* **WORK TASK**
Leaving the images behind, copy every line of the records exactly.

* **Dataset excerpts**
|---|
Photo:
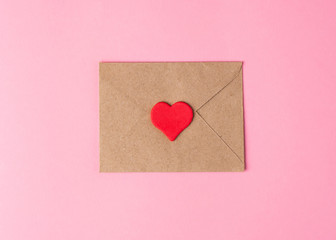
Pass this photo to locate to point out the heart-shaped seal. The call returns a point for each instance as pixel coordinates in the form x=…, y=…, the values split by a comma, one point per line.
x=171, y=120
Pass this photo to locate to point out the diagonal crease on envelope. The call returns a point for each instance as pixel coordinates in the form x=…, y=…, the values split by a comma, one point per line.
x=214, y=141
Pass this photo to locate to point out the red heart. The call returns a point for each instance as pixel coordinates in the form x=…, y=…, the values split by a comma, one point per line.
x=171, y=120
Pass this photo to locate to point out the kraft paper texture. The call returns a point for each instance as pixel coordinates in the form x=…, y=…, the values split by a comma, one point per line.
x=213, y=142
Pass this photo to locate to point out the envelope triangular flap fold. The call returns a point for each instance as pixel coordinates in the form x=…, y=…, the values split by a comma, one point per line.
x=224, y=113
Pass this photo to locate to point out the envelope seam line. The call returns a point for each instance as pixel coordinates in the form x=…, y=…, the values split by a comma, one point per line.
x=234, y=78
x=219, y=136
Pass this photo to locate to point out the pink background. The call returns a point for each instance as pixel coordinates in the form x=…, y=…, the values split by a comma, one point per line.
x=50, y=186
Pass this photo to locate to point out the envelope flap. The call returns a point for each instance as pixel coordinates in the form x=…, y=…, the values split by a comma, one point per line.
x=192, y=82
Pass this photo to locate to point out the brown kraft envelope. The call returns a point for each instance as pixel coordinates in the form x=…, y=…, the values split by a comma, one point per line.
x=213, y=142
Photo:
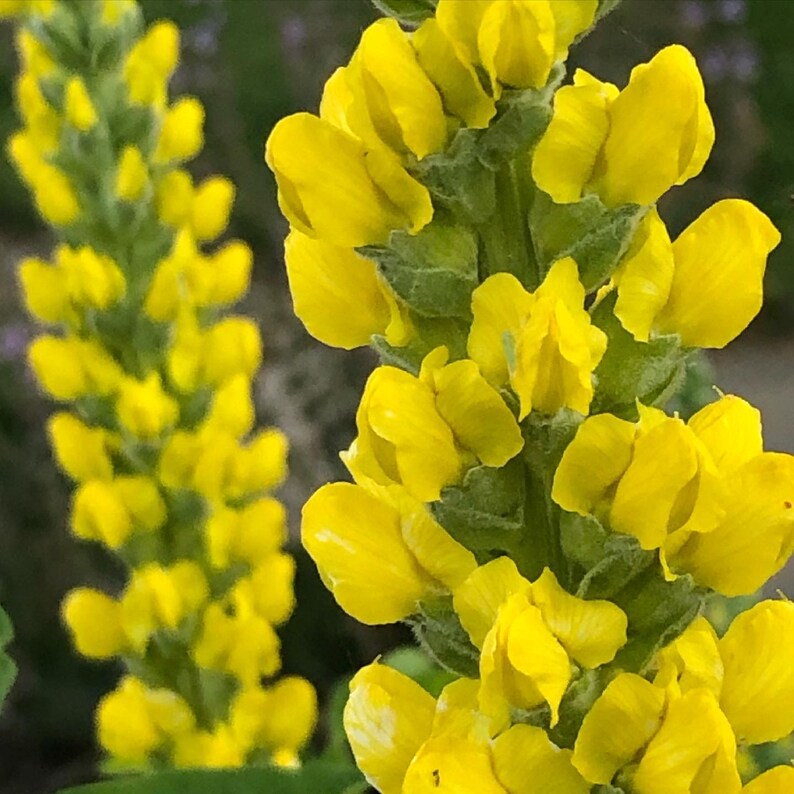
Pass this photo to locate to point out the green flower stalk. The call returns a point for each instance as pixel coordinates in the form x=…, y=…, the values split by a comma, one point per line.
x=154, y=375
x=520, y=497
|---|
* **YOUR SOLUTION**
Photo:
Pass this photo to locate to point out the heart-shaped seal. The call returns a point for each instance as pixel coordinates in the form x=…, y=…, the values split by a comma, one point per line.
x=171, y=120
Pass this photo to locate to point out the diagonal crease on envelope. The call returns a point for each instance as pixel coordinates in the form x=…, y=…, the values split by a comma, one point per line.
x=214, y=141
Pass this photo to locate to point out the red heart. The call returns a point for each instance as pixel coordinates in the form x=…, y=…, the values split by a comma, one point per line.
x=171, y=120
Pass this photo to locate to point out the kraft paper texture. The call returns a point for each instance as pixel coordinates in the form x=…, y=…, the values split by a comma, one point per line.
x=213, y=142
Pass this photo to locate to point out the envelope triangular flap fold. The call returns a point for each instance as pixel coordinates in the form x=…, y=…, the values split by a comma, one point per line.
x=224, y=113
Pass this photo to locate to point out the envelope seam line. The call returns a point for each instance as pixel coordinates in the form x=…, y=…, the values split by a comma, one point per line.
x=234, y=78
x=219, y=136
Pass this photo to locate to point out the pink background. The call returns a point for each instance as pixel coordinates in the form x=…, y=…, the values split by a comma, one point per line.
x=50, y=186
Pass this photo to locate to point out the envelope flap. The call returns a point for each instance as pixel coordinates in the form x=…, y=…, the values split by a comma, one point per line.
x=192, y=82
Pass this photo to locate to point out the brown kraft envelope. The call returns a point for each instance as pixel coordinates in the form x=…, y=…, the values split by a comma, one point per line.
x=213, y=142
Photo:
Pass this photo to locate to point out the green flower stalk. The call returns a point for each instance as pixel coordinates in the form x=…, y=…, the values split by a comma, one point per line.
x=154, y=375
x=520, y=497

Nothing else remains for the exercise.